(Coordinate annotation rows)

══════

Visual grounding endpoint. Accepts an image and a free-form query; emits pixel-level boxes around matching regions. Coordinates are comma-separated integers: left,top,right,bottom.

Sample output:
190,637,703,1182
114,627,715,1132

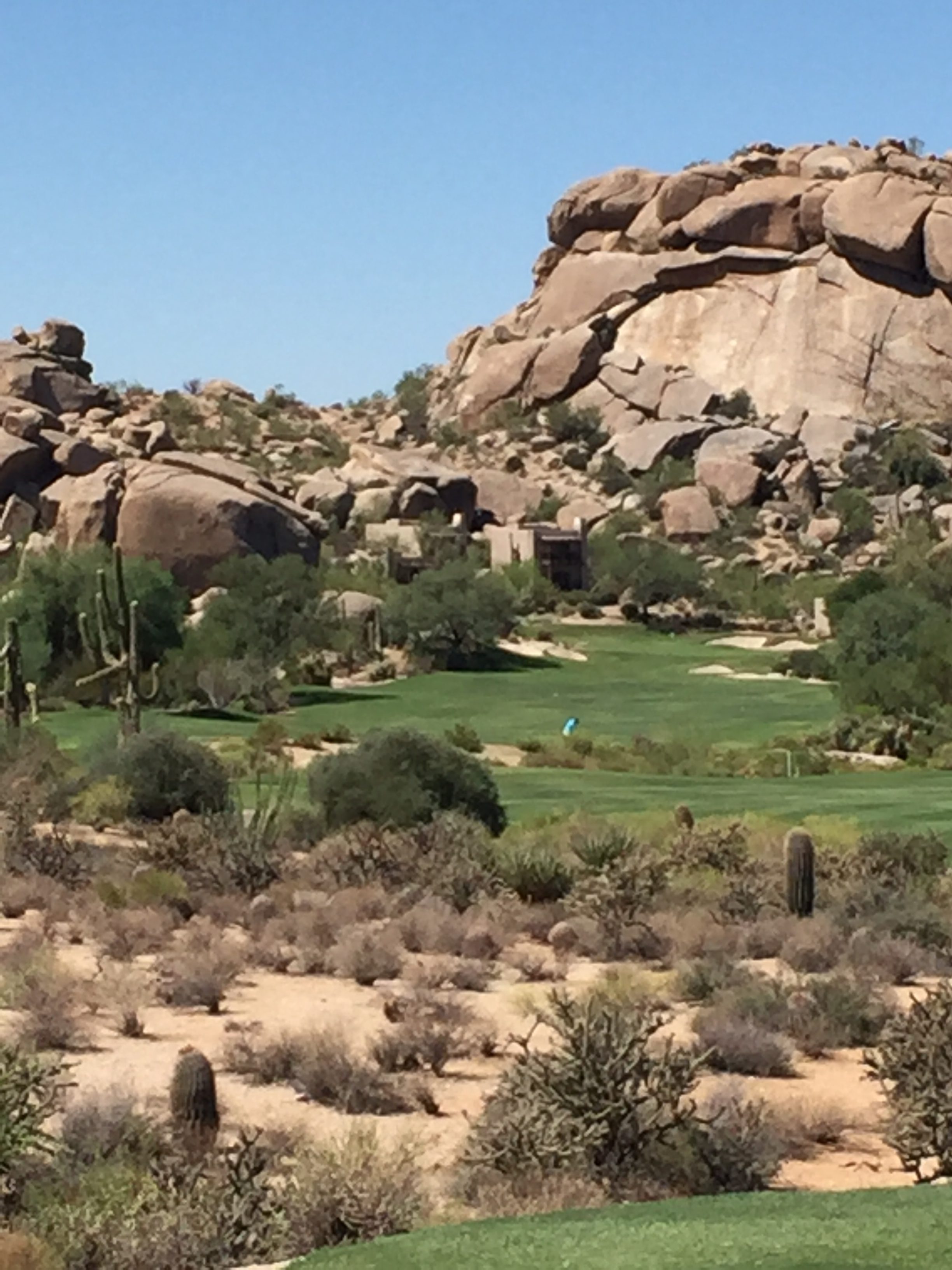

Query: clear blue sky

══════

Short exercise: Please copy out every line of the rows above word for word, leaving out the pictures.

Problem solution:
Visual grounding endpoint. Accepts an image and a free-form query; emits pixel-level boxes around matching regions. Coordinates are comma-separated integers: left,top,right,bottom.

Sample output:
190,637,703,1182
114,627,715,1132


Query: clear blue sky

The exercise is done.